(Referring expression data)
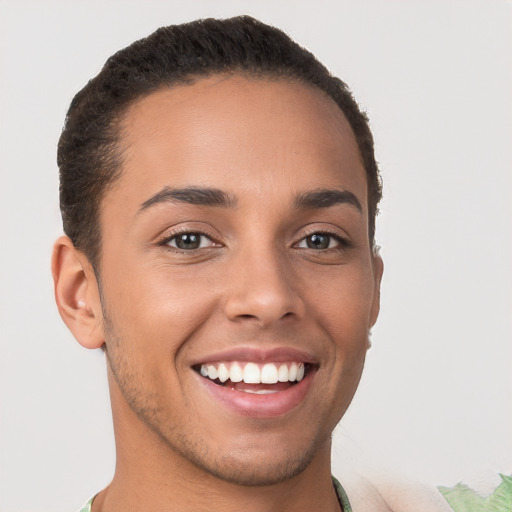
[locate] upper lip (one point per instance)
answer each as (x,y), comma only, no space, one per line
(258,355)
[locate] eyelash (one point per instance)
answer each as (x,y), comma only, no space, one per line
(165,242)
(342,242)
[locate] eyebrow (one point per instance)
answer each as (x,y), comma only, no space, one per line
(324,198)
(191,195)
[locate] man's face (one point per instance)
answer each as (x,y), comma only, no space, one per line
(235,246)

WORK INSTRUCTIONS:
Please write out only the lines from the one containing "[locate] man's face (one point per instance)" to the end of the records above, exactly, both ends included.

RESPONSE TO THIS TASK:
[locate] man's face (one point per instance)
answer each as (x,y), comma only, no space, one per line
(235,246)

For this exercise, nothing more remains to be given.